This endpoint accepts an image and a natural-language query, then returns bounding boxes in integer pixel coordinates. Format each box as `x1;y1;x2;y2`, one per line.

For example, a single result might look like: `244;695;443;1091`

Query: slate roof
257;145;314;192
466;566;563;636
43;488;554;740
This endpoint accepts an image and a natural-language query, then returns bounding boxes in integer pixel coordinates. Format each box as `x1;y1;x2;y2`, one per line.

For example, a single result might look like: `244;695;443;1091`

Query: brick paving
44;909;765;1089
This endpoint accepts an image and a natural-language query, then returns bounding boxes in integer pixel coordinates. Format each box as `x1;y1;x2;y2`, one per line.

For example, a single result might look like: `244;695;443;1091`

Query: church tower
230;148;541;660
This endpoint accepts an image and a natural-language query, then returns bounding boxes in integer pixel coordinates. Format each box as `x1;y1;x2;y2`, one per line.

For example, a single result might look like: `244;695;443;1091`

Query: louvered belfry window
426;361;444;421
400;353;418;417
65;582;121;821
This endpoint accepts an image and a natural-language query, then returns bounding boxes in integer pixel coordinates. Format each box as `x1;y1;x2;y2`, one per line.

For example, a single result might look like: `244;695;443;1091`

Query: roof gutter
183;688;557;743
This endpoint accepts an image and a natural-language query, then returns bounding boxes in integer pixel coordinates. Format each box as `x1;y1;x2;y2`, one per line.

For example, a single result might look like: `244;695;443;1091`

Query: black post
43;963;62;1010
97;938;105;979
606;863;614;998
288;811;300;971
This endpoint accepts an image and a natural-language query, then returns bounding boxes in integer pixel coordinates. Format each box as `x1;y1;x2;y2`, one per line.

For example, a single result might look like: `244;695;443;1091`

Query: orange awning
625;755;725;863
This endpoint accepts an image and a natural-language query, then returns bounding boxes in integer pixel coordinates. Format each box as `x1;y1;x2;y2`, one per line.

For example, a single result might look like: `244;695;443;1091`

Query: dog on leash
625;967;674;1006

■ **GOAL OF THE EXERCISE**:
Copy the entries above word for word, from the very beginning through the line containing "65;582;121;821", including that line.

■ **WRITTEN SOLUTION**:
This endpoint accepts an image and a natural-language query, then returns bounding boxes in integer pixel coordinates. Format each box as `x1;y1;x2;y2`, one per line.

For example, a single result might look like: `244;695;443;1091`

Query: slate roof
257;145;314;192
466;566;563;636
43;488;554;740
This endpoint accepts an image and a natural-language query, then returns bounding boxes in integer pixel coordinates. Format each box as `x1;y1;x2;y2`, one per line.

For example, a single result might look like: `244;695;443;1091`

Query: brick paving
44;909;765;1089
This endpoint accepts an image and a natural-language query, then returns bounding boxes in integer pixel coordinates. Format each box as `x1;y1;x2;y2`, one per line.

For example, a single result might look like: `244;695;443;1091`

Query: church tower
230;148;541;660
This endpoint accepts an image and a natural-language query, then returns bounding boxes in integer pixel coordinates. Format each box as `x1;y1;x2;y2`, one per line.

For example, a single result might look like: `244;695;443;1091`

Query: louvered belfry window
426;361;444;421
400;353;418;417
65;582;121;821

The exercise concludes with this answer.